Saved entries

────────

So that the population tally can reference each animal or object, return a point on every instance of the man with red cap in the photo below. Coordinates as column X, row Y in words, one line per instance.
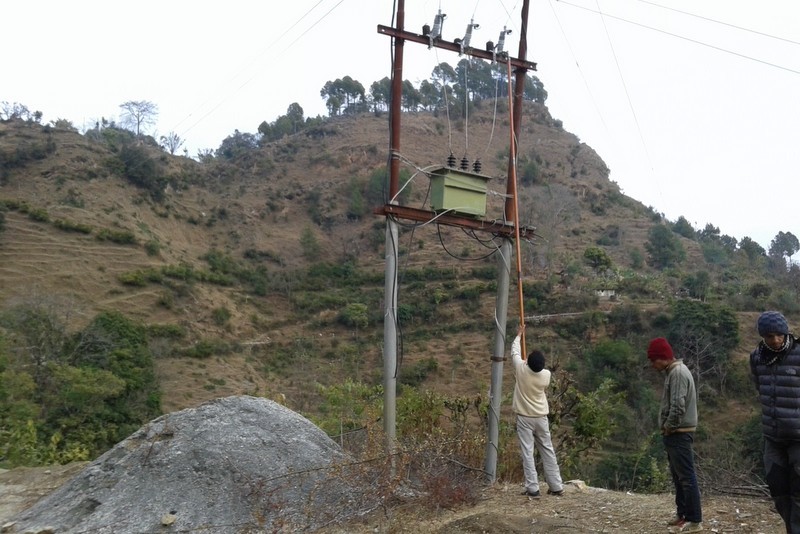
column 775, row 368
column 678, row 421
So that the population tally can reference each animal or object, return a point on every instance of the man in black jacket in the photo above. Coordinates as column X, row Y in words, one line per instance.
column 775, row 369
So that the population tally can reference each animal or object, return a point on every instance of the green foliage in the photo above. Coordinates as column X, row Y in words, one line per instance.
column 705, row 336
column 355, row 315
column 663, row 248
column 642, row 470
column 309, row 244
column 417, row 373
column 684, row 228
column 624, row 321
column 347, row 406
column 221, row 316
column 72, row 396
column 418, row 413
column 206, row 348
column 598, row 259
column 140, row 169
column 39, row 215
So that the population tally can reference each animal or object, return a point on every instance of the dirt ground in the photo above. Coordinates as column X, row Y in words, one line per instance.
column 500, row 510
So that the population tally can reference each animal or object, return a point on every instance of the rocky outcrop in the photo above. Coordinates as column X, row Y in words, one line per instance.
column 232, row 465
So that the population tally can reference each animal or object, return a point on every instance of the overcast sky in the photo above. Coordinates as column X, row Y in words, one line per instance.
column 693, row 104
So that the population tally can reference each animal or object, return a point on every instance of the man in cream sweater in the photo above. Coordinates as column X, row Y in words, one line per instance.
column 533, row 428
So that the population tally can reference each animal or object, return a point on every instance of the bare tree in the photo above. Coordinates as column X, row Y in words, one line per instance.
column 136, row 114
column 171, row 142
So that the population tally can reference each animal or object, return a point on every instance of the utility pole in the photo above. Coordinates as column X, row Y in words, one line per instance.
column 508, row 229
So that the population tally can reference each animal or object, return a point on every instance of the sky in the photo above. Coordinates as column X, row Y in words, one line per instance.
column 693, row 104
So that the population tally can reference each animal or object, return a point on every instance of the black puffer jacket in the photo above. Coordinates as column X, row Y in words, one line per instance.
column 777, row 377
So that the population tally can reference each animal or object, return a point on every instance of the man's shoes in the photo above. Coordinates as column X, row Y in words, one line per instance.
column 676, row 522
column 689, row 526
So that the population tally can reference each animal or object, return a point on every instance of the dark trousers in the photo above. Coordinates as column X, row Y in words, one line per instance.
column 782, row 465
column 681, row 466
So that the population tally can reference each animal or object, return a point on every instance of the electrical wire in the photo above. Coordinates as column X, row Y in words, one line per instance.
column 251, row 78
column 695, row 41
column 721, row 23
column 625, row 88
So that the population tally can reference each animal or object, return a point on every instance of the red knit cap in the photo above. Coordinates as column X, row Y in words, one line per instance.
column 659, row 349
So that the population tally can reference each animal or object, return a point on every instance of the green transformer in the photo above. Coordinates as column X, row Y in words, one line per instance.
column 458, row 191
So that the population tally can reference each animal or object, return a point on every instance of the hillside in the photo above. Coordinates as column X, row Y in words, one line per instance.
column 261, row 204
column 260, row 270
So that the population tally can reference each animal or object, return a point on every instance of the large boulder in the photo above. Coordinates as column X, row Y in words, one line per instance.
column 232, row 465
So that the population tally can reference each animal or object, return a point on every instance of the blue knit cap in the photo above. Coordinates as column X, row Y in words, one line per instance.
column 772, row 322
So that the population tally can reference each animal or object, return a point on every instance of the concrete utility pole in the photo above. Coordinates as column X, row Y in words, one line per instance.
column 508, row 229
column 390, row 367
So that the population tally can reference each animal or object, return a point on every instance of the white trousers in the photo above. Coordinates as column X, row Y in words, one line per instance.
column 536, row 430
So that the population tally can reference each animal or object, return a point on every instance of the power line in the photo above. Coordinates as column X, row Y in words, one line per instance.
column 695, row 41
column 720, row 22
column 254, row 61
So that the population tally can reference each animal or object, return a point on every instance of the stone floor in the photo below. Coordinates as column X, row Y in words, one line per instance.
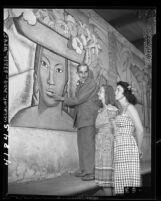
column 65, row 185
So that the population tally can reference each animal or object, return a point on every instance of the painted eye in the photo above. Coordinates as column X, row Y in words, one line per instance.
column 59, row 69
column 44, row 64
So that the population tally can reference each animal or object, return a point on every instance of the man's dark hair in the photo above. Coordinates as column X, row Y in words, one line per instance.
column 82, row 65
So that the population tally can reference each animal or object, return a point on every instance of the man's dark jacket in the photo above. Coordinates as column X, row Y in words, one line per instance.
column 85, row 102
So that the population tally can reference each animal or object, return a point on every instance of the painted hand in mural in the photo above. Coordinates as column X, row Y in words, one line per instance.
column 57, row 97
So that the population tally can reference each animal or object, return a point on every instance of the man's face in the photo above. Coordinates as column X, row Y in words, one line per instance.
column 83, row 73
column 51, row 77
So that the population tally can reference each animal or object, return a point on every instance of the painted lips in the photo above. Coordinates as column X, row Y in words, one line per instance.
column 50, row 92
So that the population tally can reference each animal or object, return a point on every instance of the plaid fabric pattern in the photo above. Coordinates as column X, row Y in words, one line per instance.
column 126, row 155
column 104, row 150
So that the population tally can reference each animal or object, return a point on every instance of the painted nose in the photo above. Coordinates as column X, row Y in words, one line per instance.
column 51, row 78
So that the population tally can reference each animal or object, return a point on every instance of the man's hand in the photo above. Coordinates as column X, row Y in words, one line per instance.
column 58, row 98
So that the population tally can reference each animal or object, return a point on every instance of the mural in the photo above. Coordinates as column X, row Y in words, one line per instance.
column 45, row 46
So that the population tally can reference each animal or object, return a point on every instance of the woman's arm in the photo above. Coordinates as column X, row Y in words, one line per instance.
column 133, row 113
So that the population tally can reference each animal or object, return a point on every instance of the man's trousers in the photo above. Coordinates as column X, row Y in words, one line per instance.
column 86, row 148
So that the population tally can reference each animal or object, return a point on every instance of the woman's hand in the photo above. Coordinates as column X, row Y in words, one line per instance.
column 140, row 154
column 58, row 98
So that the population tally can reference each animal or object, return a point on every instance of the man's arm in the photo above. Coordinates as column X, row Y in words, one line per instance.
column 84, row 96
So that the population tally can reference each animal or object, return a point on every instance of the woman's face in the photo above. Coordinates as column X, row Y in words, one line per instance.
column 101, row 94
column 119, row 93
column 51, row 77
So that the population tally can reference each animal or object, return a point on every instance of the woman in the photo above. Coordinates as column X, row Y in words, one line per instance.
column 126, row 148
column 104, row 139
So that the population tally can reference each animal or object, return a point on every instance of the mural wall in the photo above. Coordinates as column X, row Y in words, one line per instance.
column 45, row 46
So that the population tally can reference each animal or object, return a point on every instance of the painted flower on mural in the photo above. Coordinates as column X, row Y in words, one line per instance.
column 72, row 26
column 80, row 38
column 27, row 14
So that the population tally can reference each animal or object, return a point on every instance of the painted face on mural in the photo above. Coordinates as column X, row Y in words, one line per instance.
column 51, row 77
column 83, row 73
column 101, row 94
column 119, row 93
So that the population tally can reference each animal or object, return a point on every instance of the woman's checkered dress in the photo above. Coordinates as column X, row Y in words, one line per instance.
column 104, row 147
column 126, row 155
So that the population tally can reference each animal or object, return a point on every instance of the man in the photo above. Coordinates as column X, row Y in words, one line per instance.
column 84, row 120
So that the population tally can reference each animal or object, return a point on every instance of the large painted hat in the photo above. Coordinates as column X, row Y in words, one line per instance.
column 48, row 38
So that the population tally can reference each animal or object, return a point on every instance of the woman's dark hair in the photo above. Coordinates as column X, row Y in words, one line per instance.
column 109, row 95
column 128, row 92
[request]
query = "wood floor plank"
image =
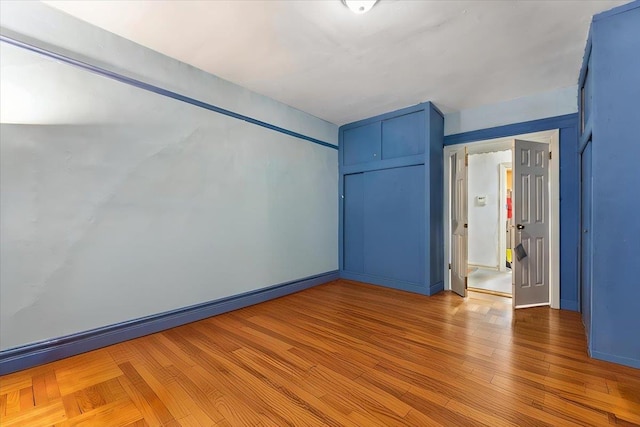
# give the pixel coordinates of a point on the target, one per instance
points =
(340, 354)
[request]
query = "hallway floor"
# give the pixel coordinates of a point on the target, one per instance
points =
(486, 279)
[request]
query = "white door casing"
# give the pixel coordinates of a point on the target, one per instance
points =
(550, 137)
(459, 222)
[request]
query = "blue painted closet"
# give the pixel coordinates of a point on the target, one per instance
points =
(391, 200)
(609, 90)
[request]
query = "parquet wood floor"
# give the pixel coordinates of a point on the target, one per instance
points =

────────

> [EXERCISE BRIEF]
Copy out the data from the line that contains "man in cream" through the line that contains "column 533, row 428", swapping "population tally" for "inventory count" and keeping everything else identical.

> [ANSWER TO THE EXERCISE]
So that the inventory count can reference each animal or object, return a point on every instance of the man in cream sweater in the photo above. Coordinates as column X, row Y in words, one line per instance.
column 533, row 428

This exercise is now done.